* [Work to do] Find every line in the items below that contains the word "distant", and copy each of those lines.

* [Data for the task]
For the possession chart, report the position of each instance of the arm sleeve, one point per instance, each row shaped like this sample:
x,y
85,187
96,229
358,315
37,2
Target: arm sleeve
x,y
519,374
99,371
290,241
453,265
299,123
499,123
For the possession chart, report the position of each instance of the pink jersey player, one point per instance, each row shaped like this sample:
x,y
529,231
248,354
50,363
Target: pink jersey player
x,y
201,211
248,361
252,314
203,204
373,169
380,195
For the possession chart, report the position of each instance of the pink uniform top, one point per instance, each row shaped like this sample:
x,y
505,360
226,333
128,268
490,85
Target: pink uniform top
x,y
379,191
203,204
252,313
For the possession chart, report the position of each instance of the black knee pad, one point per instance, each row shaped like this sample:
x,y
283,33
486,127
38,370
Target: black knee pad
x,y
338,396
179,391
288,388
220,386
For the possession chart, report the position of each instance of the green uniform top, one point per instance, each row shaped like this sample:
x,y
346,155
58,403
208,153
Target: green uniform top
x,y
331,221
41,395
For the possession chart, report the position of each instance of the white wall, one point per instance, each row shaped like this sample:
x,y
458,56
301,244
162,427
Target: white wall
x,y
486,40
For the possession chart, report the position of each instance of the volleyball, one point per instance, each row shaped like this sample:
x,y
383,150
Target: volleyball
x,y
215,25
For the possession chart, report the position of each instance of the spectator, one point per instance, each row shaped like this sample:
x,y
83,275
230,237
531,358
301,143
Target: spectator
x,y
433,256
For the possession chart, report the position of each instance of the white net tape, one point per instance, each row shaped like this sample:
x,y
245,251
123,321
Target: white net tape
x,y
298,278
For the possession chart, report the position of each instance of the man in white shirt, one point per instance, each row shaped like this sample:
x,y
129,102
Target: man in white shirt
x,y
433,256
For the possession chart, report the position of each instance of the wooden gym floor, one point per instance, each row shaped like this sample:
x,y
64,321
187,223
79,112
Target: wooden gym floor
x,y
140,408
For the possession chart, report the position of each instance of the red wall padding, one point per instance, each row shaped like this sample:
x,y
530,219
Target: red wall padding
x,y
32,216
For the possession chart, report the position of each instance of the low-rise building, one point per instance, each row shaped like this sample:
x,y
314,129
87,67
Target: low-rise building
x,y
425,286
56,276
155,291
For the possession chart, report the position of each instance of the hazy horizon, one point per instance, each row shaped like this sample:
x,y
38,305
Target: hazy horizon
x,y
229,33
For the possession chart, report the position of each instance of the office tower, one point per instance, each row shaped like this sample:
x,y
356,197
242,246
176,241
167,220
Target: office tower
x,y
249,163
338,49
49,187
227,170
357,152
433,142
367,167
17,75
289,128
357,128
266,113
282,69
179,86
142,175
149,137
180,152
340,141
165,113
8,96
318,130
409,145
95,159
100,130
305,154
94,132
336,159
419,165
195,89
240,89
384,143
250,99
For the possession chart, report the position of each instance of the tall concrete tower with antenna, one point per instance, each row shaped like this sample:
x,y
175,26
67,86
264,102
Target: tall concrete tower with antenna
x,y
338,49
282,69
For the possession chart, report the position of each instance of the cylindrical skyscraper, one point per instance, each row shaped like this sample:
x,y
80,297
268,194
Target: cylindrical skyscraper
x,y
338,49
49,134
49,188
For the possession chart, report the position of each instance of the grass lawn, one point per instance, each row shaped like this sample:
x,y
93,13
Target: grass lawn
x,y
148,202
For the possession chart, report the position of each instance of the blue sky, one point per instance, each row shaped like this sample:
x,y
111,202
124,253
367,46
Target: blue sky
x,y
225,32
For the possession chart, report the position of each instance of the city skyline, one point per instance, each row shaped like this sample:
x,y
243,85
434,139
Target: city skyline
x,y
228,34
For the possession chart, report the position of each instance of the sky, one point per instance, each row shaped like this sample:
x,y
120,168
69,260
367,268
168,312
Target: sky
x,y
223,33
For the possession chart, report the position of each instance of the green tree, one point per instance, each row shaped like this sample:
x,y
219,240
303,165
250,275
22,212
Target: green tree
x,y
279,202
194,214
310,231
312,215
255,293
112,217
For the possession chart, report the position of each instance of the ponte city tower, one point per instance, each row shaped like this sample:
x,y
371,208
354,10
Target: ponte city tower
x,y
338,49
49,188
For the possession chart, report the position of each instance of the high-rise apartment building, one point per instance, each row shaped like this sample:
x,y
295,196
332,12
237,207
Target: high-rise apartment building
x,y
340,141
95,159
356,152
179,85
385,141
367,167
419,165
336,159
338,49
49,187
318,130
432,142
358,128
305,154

* * *

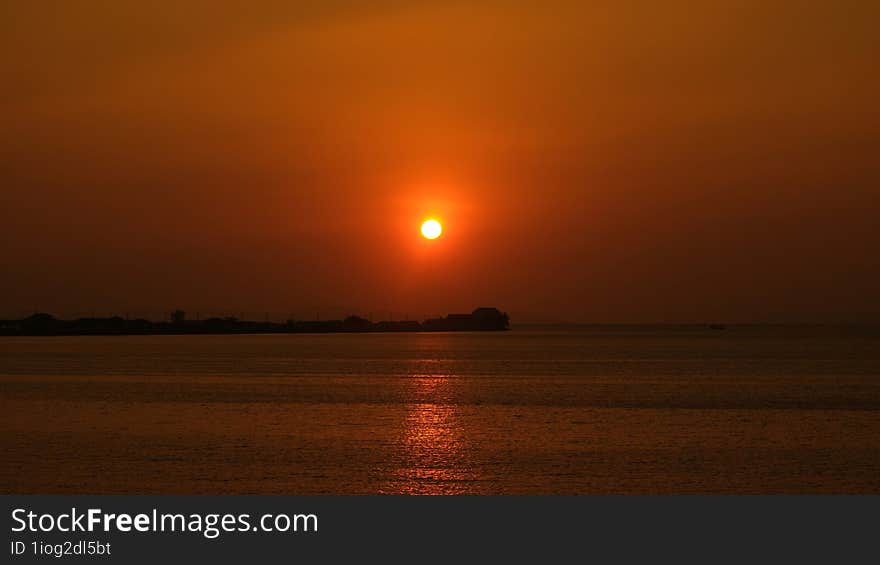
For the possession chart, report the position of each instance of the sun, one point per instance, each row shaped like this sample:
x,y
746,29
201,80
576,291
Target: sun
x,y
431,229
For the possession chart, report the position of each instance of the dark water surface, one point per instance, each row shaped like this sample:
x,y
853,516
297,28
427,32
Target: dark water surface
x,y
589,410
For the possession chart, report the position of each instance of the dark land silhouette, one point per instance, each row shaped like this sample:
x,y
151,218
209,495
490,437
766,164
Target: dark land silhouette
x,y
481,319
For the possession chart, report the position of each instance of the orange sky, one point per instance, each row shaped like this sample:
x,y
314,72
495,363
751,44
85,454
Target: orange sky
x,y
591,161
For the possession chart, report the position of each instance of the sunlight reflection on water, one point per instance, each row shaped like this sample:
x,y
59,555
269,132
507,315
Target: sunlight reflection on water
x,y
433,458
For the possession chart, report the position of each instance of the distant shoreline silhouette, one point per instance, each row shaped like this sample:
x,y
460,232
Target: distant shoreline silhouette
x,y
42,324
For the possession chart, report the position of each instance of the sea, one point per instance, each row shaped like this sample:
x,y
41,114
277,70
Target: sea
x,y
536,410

--

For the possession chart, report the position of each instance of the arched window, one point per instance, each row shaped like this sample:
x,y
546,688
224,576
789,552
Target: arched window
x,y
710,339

* [Full answer]
For the possession chart, report the position of each instance of the distant shoreline silhouette, one point per instance, each row shaped like this sample:
Target: distant shoreline silhouette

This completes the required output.